_Records from a collection_:
(begin)
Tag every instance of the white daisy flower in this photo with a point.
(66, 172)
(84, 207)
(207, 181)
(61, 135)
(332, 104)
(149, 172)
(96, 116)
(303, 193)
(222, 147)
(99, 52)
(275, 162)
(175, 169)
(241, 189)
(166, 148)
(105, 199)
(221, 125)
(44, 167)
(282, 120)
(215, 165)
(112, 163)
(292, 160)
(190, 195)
(end)
_To do_:
Reproduce the data with "white daisy flower" swapped for "yellow sunflower", leaving everything else the same.

_Solution_:
Tag every instance of the yellow sunflower in this photo with a point.
(66, 172)
(84, 207)
(207, 181)
(61, 135)
(332, 104)
(149, 172)
(96, 116)
(303, 193)
(222, 147)
(99, 52)
(275, 162)
(175, 169)
(241, 189)
(166, 148)
(105, 199)
(221, 125)
(44, 167)
(282, 120)
(215, 165)
(112, 163)
(292, 160)
(190, 195)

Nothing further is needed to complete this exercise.